===== Data shown =====
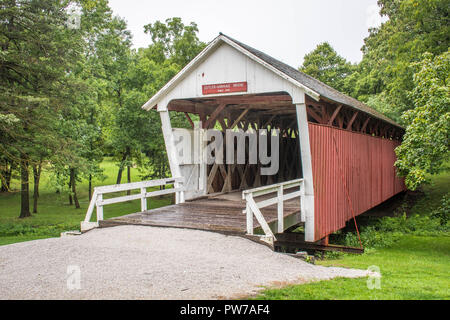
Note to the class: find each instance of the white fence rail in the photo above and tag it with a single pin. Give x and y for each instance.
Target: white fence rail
(98, 201)
(253, 208)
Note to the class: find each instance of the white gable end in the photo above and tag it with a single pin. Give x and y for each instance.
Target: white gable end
(225, 64)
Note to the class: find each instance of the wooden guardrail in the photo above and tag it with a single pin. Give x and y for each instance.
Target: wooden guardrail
(253, 208)
(98, 202)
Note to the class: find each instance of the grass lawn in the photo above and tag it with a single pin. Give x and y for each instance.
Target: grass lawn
(55, 215)
(415, 267)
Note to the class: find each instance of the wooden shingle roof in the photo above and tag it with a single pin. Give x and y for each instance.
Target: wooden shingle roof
(319, 87)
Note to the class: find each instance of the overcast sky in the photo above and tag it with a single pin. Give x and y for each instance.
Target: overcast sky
(284, 29)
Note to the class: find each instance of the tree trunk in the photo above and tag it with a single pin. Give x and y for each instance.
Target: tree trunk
(90, 187)
(3, 176)
(74, 188)
(24, 189)
(37, 176)
(70, 188)
(128, 178)
(119, 174)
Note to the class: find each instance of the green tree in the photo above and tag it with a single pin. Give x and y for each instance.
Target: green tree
(136, 132)
(324, 64)
(37, 51)
(425, 146)
(414, 27)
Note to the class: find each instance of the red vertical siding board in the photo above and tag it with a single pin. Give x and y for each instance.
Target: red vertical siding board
(367, 164)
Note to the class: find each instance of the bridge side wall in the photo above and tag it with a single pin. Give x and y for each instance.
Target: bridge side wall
(360, 163)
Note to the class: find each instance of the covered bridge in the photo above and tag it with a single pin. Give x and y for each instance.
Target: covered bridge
(336, 154)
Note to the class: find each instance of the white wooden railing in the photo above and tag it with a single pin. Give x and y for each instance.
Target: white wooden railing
(98, 201)
(253, 208)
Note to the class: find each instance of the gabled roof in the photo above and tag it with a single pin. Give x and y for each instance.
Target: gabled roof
(313, 87)
(321, 88)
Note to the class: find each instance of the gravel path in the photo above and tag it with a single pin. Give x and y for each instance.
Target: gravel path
(137, 262)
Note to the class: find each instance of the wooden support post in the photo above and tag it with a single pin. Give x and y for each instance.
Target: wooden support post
(363, 129)
(280, 209)
(212, 119)
(99, 207)
(240, 117)
(305, 154)
(143, 200)
(190, 120)
(349, 125)
(249, 213)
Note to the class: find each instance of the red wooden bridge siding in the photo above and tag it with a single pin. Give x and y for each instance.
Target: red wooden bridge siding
(367, 164)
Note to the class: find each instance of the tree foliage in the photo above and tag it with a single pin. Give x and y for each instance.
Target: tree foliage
(324, 64)
(425, 146)
(413, 28)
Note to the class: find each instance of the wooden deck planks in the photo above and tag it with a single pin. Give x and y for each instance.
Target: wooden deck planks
(221, 213)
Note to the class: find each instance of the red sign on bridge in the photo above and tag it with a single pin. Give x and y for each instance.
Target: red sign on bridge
(224, 87)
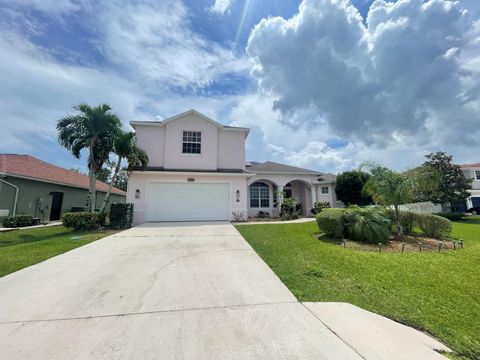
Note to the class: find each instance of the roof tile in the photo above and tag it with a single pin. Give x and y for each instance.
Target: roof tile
(31, 167)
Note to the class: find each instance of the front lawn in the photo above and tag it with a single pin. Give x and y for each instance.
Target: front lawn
(22, 248)
(435, 292)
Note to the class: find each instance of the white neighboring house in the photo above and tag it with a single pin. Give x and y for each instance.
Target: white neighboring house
(472, 171)
(197, 172)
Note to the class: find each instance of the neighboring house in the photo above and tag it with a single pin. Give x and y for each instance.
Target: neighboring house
(31, 186)
(472, 171)
(197, 171)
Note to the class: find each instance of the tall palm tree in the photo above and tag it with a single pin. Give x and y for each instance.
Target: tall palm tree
(125, 147)
(93, 128)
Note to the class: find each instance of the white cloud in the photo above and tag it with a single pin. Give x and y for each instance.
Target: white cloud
(402, 76)
(50, 7)
(37, 91)
(152, 41)
(221, 6)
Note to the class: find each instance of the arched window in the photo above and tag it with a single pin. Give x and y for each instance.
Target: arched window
(259, 195)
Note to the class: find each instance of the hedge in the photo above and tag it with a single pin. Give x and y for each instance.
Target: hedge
(368, 225)
(83, 220)
(330, 222)
(433, 226)
(121, 216)
(453, 216)
(407, 220)
(18, 221)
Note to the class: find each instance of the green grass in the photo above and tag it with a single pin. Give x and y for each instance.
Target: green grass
(435, 292)
(22, 248)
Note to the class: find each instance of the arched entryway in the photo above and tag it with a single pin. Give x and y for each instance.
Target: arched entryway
(302, 191)
(262, 198)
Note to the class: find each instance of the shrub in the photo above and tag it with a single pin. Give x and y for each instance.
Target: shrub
(121, 216)
(289, 209)
(369, 225)
(319, 206)
(330, 222)
(82, 220)
(453, 216)
(433, 226)
(349, 188)
(407, 220)
(263, 214)
(18, 221)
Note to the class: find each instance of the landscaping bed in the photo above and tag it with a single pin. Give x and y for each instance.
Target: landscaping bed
(407, 243)
(438, 293)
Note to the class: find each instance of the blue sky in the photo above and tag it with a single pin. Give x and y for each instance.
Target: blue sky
(323, 84)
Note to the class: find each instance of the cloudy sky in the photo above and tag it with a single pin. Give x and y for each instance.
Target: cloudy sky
(323, 84)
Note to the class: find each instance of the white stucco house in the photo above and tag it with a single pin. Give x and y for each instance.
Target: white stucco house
(197, 171)
(472, 171)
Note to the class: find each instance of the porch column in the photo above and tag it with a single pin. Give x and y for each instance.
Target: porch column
(313, 191)
(469, 203)
(279, 196)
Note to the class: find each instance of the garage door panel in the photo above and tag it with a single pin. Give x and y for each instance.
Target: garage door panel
(188, 201)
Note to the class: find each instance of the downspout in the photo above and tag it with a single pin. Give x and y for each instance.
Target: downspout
(3, 175)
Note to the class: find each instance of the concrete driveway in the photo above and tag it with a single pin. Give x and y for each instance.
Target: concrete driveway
(169, 291)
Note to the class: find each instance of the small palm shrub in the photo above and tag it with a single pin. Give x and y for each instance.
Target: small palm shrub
(319, 206)
(330, 222)
(369, 225)
(433, 226)
(288, 210)
(407, 220)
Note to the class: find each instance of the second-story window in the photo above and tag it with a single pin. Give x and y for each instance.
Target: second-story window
(192, 142)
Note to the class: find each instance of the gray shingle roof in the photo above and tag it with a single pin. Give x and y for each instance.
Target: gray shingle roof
(327, 177)
(270, 166)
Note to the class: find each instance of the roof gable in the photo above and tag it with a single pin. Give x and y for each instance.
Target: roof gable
(274, 167)
(184, 115)
(29, 167)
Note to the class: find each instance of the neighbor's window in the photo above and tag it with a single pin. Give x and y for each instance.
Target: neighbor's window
(259, 195)
(192, 142)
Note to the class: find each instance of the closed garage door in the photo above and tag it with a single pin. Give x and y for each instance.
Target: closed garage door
(188, 202)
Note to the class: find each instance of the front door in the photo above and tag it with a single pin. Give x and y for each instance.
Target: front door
(56, 210)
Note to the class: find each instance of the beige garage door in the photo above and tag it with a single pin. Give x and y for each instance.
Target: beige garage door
(188, 201)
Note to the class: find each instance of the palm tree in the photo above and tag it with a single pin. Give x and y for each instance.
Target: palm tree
(125, 147)
(389, 188)
(92, 128)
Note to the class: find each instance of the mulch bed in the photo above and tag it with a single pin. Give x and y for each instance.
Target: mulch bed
(410, 243)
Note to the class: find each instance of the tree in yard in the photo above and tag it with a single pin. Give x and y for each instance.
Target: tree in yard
(453, 186)
(92, 128)
(425, 183)
(349, 188)
(125, 148)
(121, 182)
(104, 174)
(389, 188)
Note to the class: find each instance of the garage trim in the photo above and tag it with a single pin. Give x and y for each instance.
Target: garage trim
(206, 182)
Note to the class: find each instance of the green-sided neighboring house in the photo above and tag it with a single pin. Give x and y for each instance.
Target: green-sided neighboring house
(31, 186)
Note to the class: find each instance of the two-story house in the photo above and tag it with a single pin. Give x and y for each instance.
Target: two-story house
(472, 171)
(197, 171)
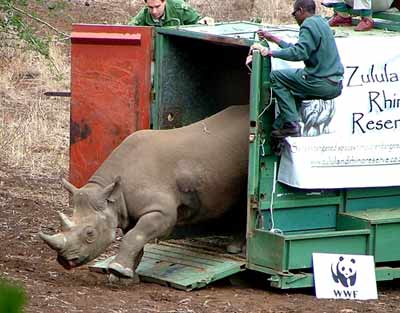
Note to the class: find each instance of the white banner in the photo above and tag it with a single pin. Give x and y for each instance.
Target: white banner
(353, 140)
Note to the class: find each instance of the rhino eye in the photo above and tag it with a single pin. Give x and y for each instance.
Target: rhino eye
(90, 235)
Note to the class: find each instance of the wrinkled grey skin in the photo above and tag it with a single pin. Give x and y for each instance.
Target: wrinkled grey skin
(154, 180)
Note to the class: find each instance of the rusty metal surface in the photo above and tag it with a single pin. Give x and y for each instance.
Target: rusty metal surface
(110, 92)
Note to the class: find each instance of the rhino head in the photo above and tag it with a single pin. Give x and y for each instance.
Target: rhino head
(90, 230)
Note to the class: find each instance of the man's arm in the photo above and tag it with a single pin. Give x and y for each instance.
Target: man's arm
(139, 19)
(301, 50)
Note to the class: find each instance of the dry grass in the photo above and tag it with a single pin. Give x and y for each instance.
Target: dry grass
(33, 134)
(34, 129)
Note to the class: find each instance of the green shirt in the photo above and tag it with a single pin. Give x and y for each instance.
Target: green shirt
(177, 12)
(316, 47)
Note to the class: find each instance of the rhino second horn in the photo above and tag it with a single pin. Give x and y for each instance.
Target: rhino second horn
(66, 223)
(67, 185)
(56, 242)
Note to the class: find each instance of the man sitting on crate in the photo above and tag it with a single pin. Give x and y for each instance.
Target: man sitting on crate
(365, 8)
(168, 13)
(320, 79)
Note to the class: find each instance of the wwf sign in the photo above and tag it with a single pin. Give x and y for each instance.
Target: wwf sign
(344, 276)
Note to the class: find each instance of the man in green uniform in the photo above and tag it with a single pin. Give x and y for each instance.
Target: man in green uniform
(321, 78)
(167, 13)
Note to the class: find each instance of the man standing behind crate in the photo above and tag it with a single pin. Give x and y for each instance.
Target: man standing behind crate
(320, 79)
(168, 13)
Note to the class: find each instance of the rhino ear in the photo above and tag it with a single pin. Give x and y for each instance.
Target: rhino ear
(67, 185)
(112, 189)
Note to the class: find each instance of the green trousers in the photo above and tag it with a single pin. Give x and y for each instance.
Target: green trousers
(292, 86)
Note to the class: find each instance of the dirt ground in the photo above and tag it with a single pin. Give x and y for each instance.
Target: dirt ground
(28, 204)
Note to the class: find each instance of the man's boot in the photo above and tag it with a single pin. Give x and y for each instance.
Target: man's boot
(338, 20)
(289, 129)
(366, 23)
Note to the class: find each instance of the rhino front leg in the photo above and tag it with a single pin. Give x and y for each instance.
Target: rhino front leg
(150, 226)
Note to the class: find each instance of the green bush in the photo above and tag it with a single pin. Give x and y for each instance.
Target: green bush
(14, 20)
(12, 298)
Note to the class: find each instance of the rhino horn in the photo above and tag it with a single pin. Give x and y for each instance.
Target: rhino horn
(66, 223)
(67, 185)
(56, 242)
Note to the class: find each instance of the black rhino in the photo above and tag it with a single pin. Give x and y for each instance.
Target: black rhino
(154, 180)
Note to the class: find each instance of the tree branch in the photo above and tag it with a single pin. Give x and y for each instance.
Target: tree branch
(39, 20)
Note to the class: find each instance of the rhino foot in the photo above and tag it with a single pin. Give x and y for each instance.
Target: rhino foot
(116, 280)
(120, 271)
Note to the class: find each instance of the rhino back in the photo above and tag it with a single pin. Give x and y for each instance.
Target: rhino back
(203, 165)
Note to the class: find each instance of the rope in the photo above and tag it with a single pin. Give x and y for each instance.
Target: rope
(271, 210)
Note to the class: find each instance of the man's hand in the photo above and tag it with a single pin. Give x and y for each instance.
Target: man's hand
(257, 46)
(263, 34)
(207, 21)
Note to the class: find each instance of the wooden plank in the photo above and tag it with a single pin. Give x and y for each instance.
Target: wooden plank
(181, 267)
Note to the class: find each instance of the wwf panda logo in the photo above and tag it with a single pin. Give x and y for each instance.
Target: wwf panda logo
(344, 271)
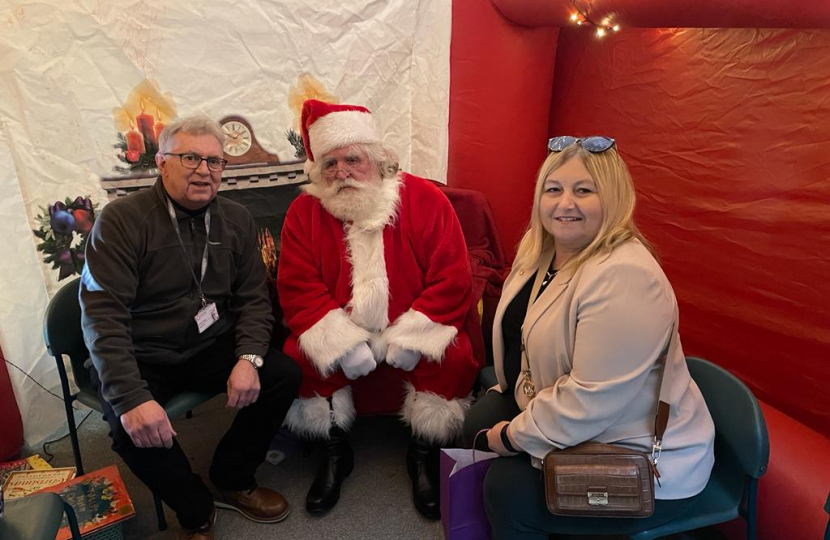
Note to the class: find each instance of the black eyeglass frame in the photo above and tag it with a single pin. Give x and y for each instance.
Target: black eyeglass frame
(596, 144)
(220, 161)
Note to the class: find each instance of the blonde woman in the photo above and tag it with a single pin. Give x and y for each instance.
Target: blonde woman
(592, 334)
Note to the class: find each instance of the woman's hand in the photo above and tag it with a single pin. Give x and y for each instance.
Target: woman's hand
(494, 440)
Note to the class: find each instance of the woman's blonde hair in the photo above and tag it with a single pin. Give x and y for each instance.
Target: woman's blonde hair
(617, 198)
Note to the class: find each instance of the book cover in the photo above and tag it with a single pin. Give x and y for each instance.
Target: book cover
(23, 464)
(99, 499)
(21, 483)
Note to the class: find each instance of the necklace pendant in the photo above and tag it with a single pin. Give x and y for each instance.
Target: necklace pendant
(528, 388)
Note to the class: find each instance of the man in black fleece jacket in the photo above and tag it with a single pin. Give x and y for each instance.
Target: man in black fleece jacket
(174, 298)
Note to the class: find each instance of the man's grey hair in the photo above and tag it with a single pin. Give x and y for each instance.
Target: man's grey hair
(382, 157)
(197, 124)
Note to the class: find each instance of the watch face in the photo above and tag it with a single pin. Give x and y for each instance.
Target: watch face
(237, 138)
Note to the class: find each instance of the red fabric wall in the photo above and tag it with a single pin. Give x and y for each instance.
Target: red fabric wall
(501, 78)
(727, 134)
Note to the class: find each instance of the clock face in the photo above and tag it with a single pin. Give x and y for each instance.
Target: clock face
(237, 138)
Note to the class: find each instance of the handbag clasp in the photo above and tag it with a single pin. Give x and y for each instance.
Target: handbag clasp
(598, 498)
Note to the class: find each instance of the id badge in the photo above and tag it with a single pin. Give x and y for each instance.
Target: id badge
(206, 317)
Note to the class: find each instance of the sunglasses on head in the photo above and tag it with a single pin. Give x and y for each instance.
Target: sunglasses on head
(595, 144)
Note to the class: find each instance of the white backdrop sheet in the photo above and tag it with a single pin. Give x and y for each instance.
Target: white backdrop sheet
(66, 64)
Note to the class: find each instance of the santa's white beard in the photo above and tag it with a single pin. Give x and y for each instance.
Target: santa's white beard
(350, 200)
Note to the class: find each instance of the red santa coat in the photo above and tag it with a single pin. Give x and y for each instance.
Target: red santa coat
(401, 277)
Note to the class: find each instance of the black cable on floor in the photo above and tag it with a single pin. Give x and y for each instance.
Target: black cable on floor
(33, 379)
(52, 456)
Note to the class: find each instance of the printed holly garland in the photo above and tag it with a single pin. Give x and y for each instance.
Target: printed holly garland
(63, 230)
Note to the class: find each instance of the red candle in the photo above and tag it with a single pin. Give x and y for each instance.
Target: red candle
(158, 127)
(135, 142)
(145, 126)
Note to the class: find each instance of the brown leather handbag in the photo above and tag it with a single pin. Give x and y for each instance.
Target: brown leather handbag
(606, 480)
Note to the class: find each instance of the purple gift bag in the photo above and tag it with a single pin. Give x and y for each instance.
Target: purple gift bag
(462, 503)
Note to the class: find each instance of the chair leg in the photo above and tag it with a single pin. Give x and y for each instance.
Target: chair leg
(73, 436)
(73, 521)
(70, 415)
(160, 512)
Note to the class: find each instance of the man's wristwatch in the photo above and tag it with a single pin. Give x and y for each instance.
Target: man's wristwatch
(254, 359)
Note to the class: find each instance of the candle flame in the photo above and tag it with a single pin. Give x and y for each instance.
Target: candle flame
(146, 91)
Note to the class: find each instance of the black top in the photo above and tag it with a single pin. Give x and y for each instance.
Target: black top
(511, 330)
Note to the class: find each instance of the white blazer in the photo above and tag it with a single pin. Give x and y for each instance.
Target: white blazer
(593, 339)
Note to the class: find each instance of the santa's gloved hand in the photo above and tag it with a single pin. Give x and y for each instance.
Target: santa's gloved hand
(358, 362)
(405, 359)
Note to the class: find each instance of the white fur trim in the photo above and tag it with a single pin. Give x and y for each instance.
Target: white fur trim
(415, 331)
(313, 418)
(432, 417)
(327, 341)
(341, 128)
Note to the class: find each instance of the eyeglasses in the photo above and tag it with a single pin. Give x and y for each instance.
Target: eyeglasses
(193, 161)
(595, 144)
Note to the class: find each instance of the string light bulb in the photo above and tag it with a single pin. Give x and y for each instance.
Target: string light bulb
(580, 18)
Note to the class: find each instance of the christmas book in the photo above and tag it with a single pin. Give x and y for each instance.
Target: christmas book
(21, 483)
(24, 464)
(99, 499)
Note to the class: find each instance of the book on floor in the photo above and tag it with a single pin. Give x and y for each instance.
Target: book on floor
(21, 483)
(99, 499)
(23, 464)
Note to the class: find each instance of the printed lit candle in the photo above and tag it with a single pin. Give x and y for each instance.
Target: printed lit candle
(159, 126)
(145, 126)
(135, 141)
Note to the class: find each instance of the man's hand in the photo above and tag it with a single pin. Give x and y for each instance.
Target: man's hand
(495, 443)
(243, 385)
(405, 359)
(148, 426)
(358, 362)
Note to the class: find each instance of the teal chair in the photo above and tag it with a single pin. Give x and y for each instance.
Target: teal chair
(741, 454)
(63, 336)
(37, 517)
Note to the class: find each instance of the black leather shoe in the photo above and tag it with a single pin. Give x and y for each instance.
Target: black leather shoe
(336, 463)
(422, 465)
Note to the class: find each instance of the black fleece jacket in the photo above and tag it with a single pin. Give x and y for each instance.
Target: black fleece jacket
(139, 299)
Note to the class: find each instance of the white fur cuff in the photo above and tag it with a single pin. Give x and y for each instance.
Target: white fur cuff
(432, 417)
(333, 336)
(415, 331)
(313, 418)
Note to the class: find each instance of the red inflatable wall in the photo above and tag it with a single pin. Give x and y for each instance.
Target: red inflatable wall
(501, 78)
(727, 134)
(11, 425)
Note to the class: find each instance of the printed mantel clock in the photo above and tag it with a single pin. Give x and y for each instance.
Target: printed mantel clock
(241, 146)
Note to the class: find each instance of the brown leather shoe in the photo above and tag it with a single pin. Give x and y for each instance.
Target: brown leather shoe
(205, 532)
(260, 504)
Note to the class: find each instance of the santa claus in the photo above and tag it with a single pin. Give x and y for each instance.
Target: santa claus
(373, 269)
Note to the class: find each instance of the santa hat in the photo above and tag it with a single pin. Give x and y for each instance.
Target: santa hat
(327, 126)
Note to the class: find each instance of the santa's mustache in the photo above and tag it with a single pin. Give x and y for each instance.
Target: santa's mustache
(338, 185)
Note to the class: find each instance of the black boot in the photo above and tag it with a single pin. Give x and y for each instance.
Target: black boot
(336, 463)
(422, 465)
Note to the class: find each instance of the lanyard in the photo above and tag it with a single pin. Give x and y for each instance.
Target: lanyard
(172, 212)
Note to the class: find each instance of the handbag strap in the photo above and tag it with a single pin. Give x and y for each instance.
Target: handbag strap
(661, 419)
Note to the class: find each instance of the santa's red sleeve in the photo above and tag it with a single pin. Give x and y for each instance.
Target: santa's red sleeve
(325, 332)
(437, 315)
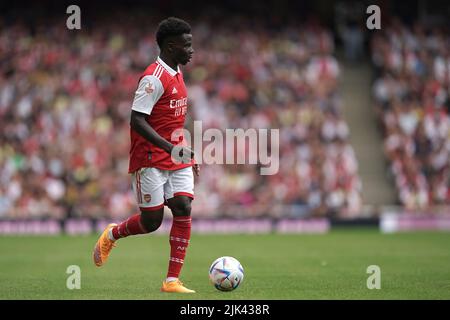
=====
After locating the line with "Note to the class: find each instance of the black boot", transcribe it and the rest of the data above exactly as written, without any picture.

#### [Response to the task]
Note to the class: find each instance of the black boot in the photo above and tag it with a single pin. Give x and y for each instance.
Target: black boot
(336, 463)
(422, 465)
Note to the class: find each instance of the lanyard in the photo above and tag it with a single pin. Give x and y for each instance.
Target: lanyard
(172, 212)
Note to the class: find each instance of the handbag strap in the photo above and tag it with a single pin. Give x and y for each instance.
Target: handbag strap
(661, 419)
Note to the class: find each instance of the santa's red sleeve in the photo above and tag it with a single pin. Give x and y for each instance.
Target: santa's red sleeve
(325, 332)
(437, 315)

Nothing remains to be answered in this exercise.